#### [ASSIGNMENT]
Retype every entry word for word.

#### [MATERIAL SHOWN]
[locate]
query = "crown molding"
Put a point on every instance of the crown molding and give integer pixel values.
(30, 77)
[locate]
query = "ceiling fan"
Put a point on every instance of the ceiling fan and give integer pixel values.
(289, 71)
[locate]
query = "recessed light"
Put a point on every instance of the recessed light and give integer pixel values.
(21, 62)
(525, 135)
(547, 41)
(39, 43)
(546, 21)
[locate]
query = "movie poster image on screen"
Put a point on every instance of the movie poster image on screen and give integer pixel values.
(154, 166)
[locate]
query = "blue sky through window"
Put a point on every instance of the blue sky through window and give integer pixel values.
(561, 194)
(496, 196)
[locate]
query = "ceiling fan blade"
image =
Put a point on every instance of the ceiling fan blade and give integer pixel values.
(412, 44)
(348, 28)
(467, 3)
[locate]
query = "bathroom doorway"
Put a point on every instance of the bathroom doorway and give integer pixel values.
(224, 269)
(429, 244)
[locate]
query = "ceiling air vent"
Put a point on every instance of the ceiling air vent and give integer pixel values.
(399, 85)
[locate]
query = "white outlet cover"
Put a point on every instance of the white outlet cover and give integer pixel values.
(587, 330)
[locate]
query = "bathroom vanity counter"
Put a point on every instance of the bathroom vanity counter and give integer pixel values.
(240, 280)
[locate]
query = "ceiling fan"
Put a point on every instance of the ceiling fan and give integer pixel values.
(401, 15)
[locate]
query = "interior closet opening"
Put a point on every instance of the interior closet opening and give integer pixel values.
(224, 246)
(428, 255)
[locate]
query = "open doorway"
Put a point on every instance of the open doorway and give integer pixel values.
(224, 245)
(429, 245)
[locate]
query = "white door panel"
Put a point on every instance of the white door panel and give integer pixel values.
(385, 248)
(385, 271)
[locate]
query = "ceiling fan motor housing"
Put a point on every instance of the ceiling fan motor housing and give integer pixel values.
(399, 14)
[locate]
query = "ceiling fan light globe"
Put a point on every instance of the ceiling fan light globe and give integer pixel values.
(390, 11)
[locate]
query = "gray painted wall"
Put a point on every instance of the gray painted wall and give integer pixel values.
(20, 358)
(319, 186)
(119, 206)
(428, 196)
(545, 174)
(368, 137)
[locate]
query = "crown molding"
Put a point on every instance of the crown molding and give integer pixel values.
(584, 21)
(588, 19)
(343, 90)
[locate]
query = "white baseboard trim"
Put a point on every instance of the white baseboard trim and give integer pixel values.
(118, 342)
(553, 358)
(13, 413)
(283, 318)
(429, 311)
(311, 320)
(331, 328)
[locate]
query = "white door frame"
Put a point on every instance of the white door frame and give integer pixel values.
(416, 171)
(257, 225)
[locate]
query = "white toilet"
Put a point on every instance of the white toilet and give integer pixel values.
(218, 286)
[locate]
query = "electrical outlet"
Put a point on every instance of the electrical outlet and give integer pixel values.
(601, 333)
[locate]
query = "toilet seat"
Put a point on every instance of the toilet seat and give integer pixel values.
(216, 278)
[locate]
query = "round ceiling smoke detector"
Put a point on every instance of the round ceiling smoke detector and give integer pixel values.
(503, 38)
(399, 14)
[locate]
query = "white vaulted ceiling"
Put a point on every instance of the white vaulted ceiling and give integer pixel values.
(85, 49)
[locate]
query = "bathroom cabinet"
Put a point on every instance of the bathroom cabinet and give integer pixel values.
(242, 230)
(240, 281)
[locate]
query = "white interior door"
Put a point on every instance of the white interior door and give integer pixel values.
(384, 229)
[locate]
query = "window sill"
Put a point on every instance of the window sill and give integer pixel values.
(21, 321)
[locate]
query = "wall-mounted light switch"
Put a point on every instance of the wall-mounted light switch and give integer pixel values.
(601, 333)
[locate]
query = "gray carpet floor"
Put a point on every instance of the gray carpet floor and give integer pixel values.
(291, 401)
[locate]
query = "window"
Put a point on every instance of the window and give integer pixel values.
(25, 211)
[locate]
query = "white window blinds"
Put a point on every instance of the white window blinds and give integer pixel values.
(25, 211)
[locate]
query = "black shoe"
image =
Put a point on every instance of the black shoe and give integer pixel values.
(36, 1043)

#### [EXERCISE SOLUTION]
[locate]
query = "crown molding"
Put a point on every instance of the crown molding and give integer pixel values.
(30, 77)
[locate]
query = "ceiling fan"
Put a point on every instance of the ceiling fan and give integer pixel values.
(289, 71)
[locate]
query = "recessed light"
Put a point on every instance of the recessed light and give integer pixel values.
(21, 62)
(525, 135)
(547, 41)
(39, 43)
(546, 21)
[locate]
query = "movie poster image on screen"
Put a point on every instance of the movie poster image on screen and give integer pixel values.
(154, 166)
[locate]
query = "blue sky through window"
Put a point on every instance of the blue sky through window and give integer pixel values.
(561, 194)
(496, 196)
[locate]
query = "ceiling fan blade"
image =
Put a point on every instance of the ceiling fan blade and give integer pixel values.
(412, 44)
(348, 28)
(467, 3)
[locate]
query = "bathroom doorway"
Put a point on every instance of the bathroom doorway and give integer pixel values.
(224, 269)
(429, 244)
[locate]
query = "ceiling air vent"
Put a point on every instance of the ceiling air vent and give integer pixel values.
(399, 85)
[locate]
query = "white outlet cover"
Put a point on every instance of the white outlet cover and give integer pixel values.
(587, 330)
[locate]
query = "bathroom vanity counter"
Put a point on every instance of the bathroom vanity counter and give integer pixel values.
(240, 280)
[locate]
query = "ceiling fan"
Put a point on every instance of the ceiling fan and give integer pixel values.
(401, 15)
[locate]
query = "interior closet opening"
Put a point on every instance of the interior closet opening and give integer pixel values.
(224, 246)
(428, 255)
[locate]
query = "open doorway"
Put a point on every instance of the open doorway and give integer pixel values.
(224, 245)
(429, 245)
[locate]
query = "white door panel"
Put a point on every instance of the white door panel and give integer pixel values.
(385, 248)
(385, 271)
[locate]
query = "ceiling fan motor housing"
Put a point on every instance of the ceiling fan motor housing and give integer pixel values.
(399, 14)
[locate]
query = "ceiling fan light globe"
Put a point on every instance of the ceiling fan light globe and give integer pixel values.
(390, 11)
[locate]
query = "gray painted wall"
Put a point on every instance of the gray painted wall and give integer pixel values.
(20, 358)
(319, 186)
(119, 206)
(428, 196)
(545, 174)
(368, 137)
[locate]
query = "crown molding"
Put a point on every instance of the crown molding and give integer pixel values.
(584, 21)
(588, 19)
(343, 90)
[locate]
query = "white baseboard trim"
Put a point on every instance of the white baseboard trim and give integer pixel values.
(118, 342)
(553, 358)
(13, 413)
(283, 318)
(429, 311)
(311, 320)
(331, 328)
[locate]
query = "white door frame"
Put a point on every instance of the white door frame and give integer pixel values.
(416, 171)
(257, 225)
[locate]
query = "white toilet"
Put a point on every instance of the white toilet and give integer pixel values.
(218, 286)
[locate]
query = "electrical outlet"
Put a point on every instance of the electrical outlet and give integer pixel values.
(601, 333)
[locate]
query = "toilet seat"
Put a point on every instance of the toilet seat and give integer pixel values.
(216, 278)
[locate]
query = "round ceiling smoke detector"
Put a point on every instance of the round ceiling smoke detector and give integer pixel values.
(503, 38)
(399, 14)
[locate]
query = "white vaulted ceiling"
Put a point on every instance of the white vaulted ceiling and give integer pixel values.
(85, 49)
[locate]
query = "bathroom cabinet"
Put a point on every instance of the bathroom cabinet and give integer pixel values.
(242, 230)
(240, 281)
[locate]
query = "white interior door"
Put a point on every instance of the white interior door and give integer pixel values.
(384, 229)
[locate]
query = "window sill"
Put a point on every instance of the window sill and give integer pixel values.
(21, 321)
[locate]
query = "wall-mounted light switch"
Put a point on every instance of the wall-mounted light switch and give integer pixel values.
(601, 333)
[locate]
query = "gray carpet floor"
Put a point on every instance of the gray carpet floor and give integer pixel values.
(291, 401)
[locate]
query = "window"
Put a point on every instance of the window and give integer pixel values.
(25, 211)
[locate]
query = "white window blinds"
Put a point on every instance of the white window blinds and give integer pixel values.
(25, 211)
[locate]
query = "black shoe"
image =
Put a point on every instance of the black shoe and give integer pixel values.
(36, 1043)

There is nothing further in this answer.